§ Exercise materials
*** Begin section ***
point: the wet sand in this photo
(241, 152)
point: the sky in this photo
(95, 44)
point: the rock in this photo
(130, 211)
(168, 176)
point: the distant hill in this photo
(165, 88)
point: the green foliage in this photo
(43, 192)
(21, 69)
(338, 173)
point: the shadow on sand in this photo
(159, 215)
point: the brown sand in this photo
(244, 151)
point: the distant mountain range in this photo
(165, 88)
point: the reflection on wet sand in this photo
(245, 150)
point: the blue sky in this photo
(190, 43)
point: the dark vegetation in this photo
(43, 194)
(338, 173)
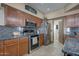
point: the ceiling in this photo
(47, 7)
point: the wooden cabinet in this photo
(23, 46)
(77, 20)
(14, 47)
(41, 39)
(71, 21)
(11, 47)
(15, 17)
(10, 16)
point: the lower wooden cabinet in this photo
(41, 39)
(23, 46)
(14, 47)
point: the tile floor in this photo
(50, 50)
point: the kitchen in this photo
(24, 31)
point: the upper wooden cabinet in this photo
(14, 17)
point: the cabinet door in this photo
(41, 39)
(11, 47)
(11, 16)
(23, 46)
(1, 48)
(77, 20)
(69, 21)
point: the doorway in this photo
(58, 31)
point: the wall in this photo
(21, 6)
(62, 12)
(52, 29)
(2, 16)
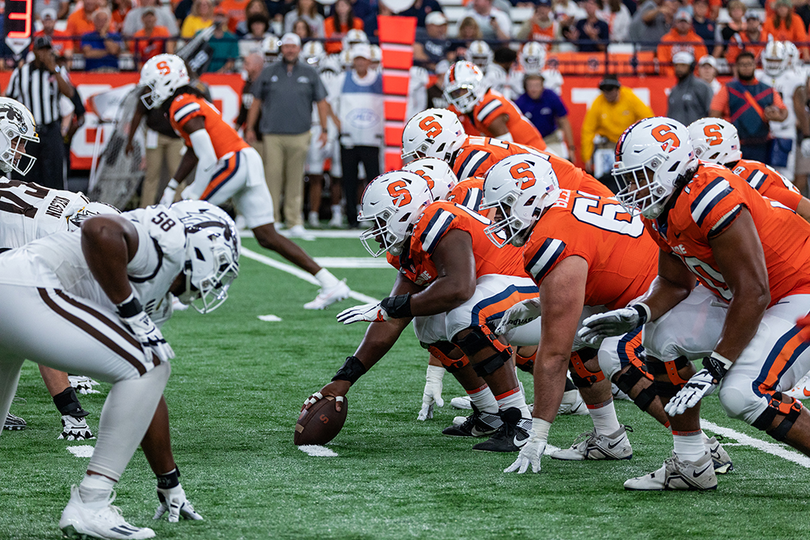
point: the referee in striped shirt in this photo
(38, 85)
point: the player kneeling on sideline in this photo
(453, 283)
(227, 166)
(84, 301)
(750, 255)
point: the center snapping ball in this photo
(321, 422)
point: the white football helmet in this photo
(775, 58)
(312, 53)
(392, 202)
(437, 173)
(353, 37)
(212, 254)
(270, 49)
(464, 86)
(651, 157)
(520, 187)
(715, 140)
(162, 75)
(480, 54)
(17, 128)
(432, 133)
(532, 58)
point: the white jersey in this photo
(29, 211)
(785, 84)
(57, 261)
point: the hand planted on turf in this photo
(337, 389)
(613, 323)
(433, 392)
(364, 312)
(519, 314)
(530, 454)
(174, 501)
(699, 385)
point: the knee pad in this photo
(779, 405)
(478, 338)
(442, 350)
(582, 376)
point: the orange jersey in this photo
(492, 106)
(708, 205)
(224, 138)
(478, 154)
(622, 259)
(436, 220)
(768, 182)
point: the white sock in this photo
*** End section ***
*** Begin section ***
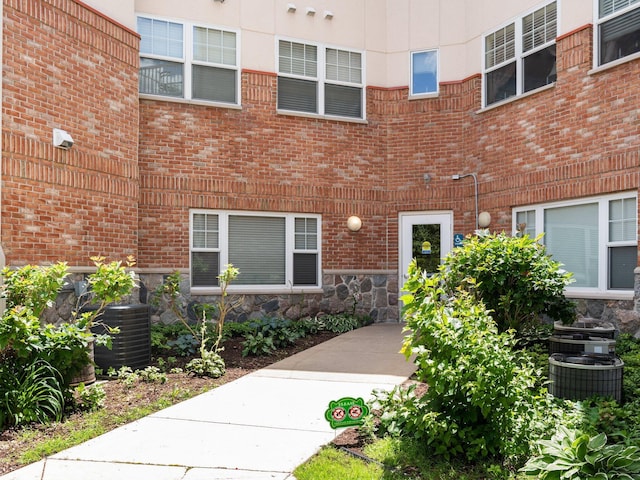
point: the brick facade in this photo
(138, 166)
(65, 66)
*** End section ***
*** Begin section ***
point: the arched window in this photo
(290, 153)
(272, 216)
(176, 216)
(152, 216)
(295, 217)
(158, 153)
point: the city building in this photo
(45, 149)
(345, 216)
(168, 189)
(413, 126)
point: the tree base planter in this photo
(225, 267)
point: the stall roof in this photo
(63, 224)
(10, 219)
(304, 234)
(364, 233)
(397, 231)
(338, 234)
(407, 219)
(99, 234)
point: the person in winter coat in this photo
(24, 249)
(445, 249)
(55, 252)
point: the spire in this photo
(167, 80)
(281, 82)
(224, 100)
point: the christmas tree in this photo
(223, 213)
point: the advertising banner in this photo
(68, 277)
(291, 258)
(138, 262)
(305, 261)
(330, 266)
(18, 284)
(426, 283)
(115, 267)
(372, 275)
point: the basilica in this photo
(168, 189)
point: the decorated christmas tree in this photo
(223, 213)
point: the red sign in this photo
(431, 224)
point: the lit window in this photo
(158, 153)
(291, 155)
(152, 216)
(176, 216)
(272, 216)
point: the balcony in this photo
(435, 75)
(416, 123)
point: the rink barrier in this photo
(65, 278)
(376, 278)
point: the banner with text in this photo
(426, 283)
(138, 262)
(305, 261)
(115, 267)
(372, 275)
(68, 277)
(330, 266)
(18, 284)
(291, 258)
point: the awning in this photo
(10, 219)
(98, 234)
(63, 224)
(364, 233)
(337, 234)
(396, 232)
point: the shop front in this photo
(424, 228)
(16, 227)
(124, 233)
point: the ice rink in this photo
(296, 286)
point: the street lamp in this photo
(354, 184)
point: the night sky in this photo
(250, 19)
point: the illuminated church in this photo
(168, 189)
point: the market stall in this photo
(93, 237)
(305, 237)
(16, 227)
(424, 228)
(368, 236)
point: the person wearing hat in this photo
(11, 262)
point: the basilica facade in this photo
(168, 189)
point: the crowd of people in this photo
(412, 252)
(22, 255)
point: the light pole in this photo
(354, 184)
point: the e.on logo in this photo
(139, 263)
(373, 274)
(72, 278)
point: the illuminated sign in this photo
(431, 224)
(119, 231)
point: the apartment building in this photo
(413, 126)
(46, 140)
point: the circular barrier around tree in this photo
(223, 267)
*** End section ***
§ Task to complete
Only one part of the material above is wanted: the lines from the one with "point: the dark vegetation in this photo" up to and including the one with "point: the white sock in this photo". Please copy them exactly, pictures left out.

§ Answer for the task
point: the dark vegetation in this photo
(43, 194)
(338, 173)
point: the ceiling in this photo
(47, 7)
point: the wooden cabinet in this photo
(23, 46)
(77, 20)
(14, 47)
(41, 39)
(71, 21)
(11, 47)
(15, 17)
(10, 16)
point: the lower wooden cabinet in this photo
(41, 39)
(23, 46)
(14, 47)
point: the tile floor in this photo
(50, 50)
point: the kitchen in this photo
(24, 31)
point: the upper wooden cabinet in this photo
(14, 17)
point: the cabinet door in this photo
(41, 39)
(11, 47)
(11, 16)
(23, 46)
(1, 48)
(77, 20)
(69, 21)
point: the doorway in this photo
(58, 31)
point: the wall in this photo
(21, 6)
(62, 12)
(52, 29)
(2, 16)
point: the referee in striped shirt in this photo
(38, 85)
point: the player kneeling on sideline in this photo
(453, 283)
(227, 166)
(84, 301)
(750, 255)
point: the center snapping ball in this photo
(321, 422)
point: the white football helmet in this photo
(775, 58)
(312, 53)
(392, 202)
(437, 173)
(353, 37)
(212, 254)
(270, 49)
(464, 86)
(651, 157)
(520, 187)
(715, 140)
(162, 75)
(480, 54)
(17, 128)
(432, 133)
(532, 58)
point: the white jersey in this photo
(29, 211)
(785, 84)
(57, 261)
point: the hand planted on turf in this photo
(337, 389)
(613, 323)
(433, 392)
(364, 312)
(519, 314)
(530, 454)
(174, 501)
(699, 385)
point: the knee pad in this photo
(779, 405)
(478, 338)
(442, 350)
(582, 376)
point: the orange jersey in this photo
(492, 106)
(708, 205)
(224, 138)
(478, 154)
(622, 259)
(436, 220)
(768, 182)
point: the white sock in this photo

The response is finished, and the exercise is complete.